Your goal:
Return the Amazon Echo forum thread in full, word for word.

Text:
# Amazon Echo



## Big Country1 (Feb 10, 2014)

-However you look at it, the new Amazon Echo wireless speaker is something of a revelation, an always-listening virtual personal assistant that can perform a wide variety of tasks, whether it's playing your favorite tunes, offering wake-up calls, prompting you with reminders, or searching the cloud for answers to questions. And not surprising, it's happy to help you put together a shopping list, presumably to buy more stuff from Amazon.

-Amazon says Echo will be able to automatically receive new features and services via cloud-based updates. Since Echo's "brains" actually reside in the cloud-aka Amazon Web Services-Amazon says it will continually learn and add more functionality over time. The more you use Echo, the more it will be able to determine, and perhaps eventually predict, your preferences. Basically, Amazon will gradually know more and more about you.

-"Please be aware that if your spoken words include personal or other sensitive information, that information will be among the data captured and transmitted to a third party through your use of Voice Recognition," the product's privacy policy states.

Amazon Echo Wireless Speaker is Either Cool or Creepy - Consumer Reports News


----------



## MrsInor (Apr 15, 2013)

Nope not for me. With Inor gone and my talking to the dogs - I would be locked up in no time.


----------



## Big Country1 (Feb 10, 2014)

While i understand technology is advancing and people want the newest and best gadget, I dont feel like this is a good idea. It states in the privacy policy that your constantly recorded and its sent too a third party.. What third party? The NSA?


----------



## Big Country1 (Feb 10, 2014)

and off topic.... Im finally a senior member!:-D lol


----------



## Camel923 (Aug 13, 2014)

Interesting technology. Like any other it can be great or a train wreck depending on the user.


----------



## PrepperLite (May 8, 2013)

Big Country1 said:


> -However you look at it, the new Amazon Echo wireless speaker is something of a revelation, an always-listening virtual personal assistant that can perform a wide variety of tasks, whether it's playing your favorite tunes, offering wake-up calls, prompting you with reminders, or searching the cloud for answers to questions. And not surprising, it's happy to help you put together a shopping list, presumably to buy more stuff from Amazon.

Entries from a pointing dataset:
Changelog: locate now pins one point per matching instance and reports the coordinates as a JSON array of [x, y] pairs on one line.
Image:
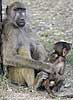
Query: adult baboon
[[17, 40], [57, 58]]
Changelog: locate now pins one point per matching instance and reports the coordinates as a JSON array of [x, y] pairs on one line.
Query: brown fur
[[18, 41]]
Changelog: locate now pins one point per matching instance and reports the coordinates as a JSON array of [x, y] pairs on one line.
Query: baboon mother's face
[[19, 15]]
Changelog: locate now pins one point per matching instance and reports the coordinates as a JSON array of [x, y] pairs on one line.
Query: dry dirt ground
[[9, 91]]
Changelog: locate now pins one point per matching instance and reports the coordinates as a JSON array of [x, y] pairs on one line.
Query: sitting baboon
[[55, 80], [17, 40]]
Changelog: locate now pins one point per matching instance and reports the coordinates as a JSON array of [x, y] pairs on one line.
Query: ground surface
[[9, 91]]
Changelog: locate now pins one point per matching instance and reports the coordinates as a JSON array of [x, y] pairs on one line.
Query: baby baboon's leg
[[39, 79]]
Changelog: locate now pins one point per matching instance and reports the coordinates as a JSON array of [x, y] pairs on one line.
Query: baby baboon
[[18, 41], [57, 58]]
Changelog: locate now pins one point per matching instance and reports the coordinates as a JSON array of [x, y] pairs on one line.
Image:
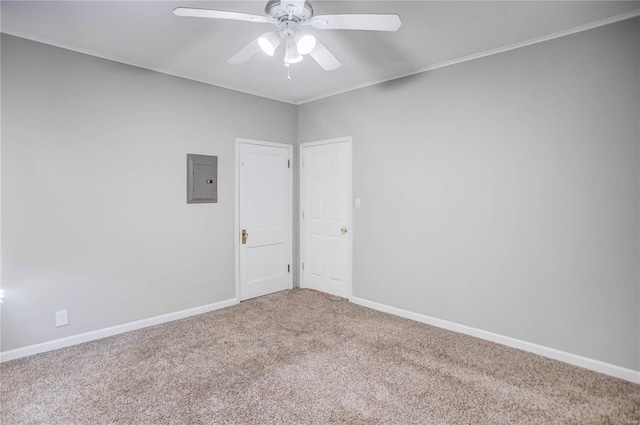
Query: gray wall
[[94, 215], [503, 193]]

Result for this exercise:
# Amazon Echo



## Big Country1 (Feb 10, 2014)

-However you look at it, the new Amazon Echo wireless speaker is something of a revelation, an always-listening virtual personal assistant that can perform a wide variety of tasks, whether it's playing your favorite tunes, offering wake-up calls, prompting you with reminders, or searching the cloud for answers to questions. And not surprising, it's happy to help you put together a shopping list, presumably to buy more stuff from Amazon.

-Amazon says Echo will be able to automatically receive new features and services via cloud-based updates. Since Echo's "brains" actually reside in the cloud-aka Amazon Web Services-Amazon says it will continually learn and add more functionality over time. The more you use Echo, the more it will be able to determine, and perhaps eventually predict, your preferences. Basically, Amazon will gradually know more and more about you.

-"Please be aware that if your spoken words include personal or other sensitive information, that information will be among the data captured and transmitted to a third party through your use of Voice Recognition," the product's privacy policy states.

Amazon Echo Wireless Speaker is Either Cool or Creepy - Consumer Reports News


----------



## MrsInor (Apr 15, 2013)

Nope not for me. With Inor gone and my talking to the dogs - I would be locked up in no time.


----------



## Big Country1 (Feb 10, 2014)

While i understand technology is advancing and people want the newest and best gadget, I dont feel like this is a good idea. It states in the privacy policy that your constantly recorded and its sent too a third party.. What third party? The NSA?


----------



## Big Country1 (Feb 10, 2014)

and off topic.... Im finally a senior member!:-D lol


----------



## Camel923 (Aug 13, 2014)

Interesting technology. Like any other it can be great or a train wreck depending on the user.


----------



## PrepperLite (May 8, 2013)

Big Country1 said:


> -However you look at it, the new Amazon Echo wireless speaker is something of a revelation, an always-listening virtual personal assistant that can perform a wide variety of tasks, whether it's playing your favorite tunes, offering wake-up calls, prompting you with reminders, or searching the cloud for answers to questions. And not surprising, it's happy to help you put together a shopping list, presumably to buy more stuff from Amazon.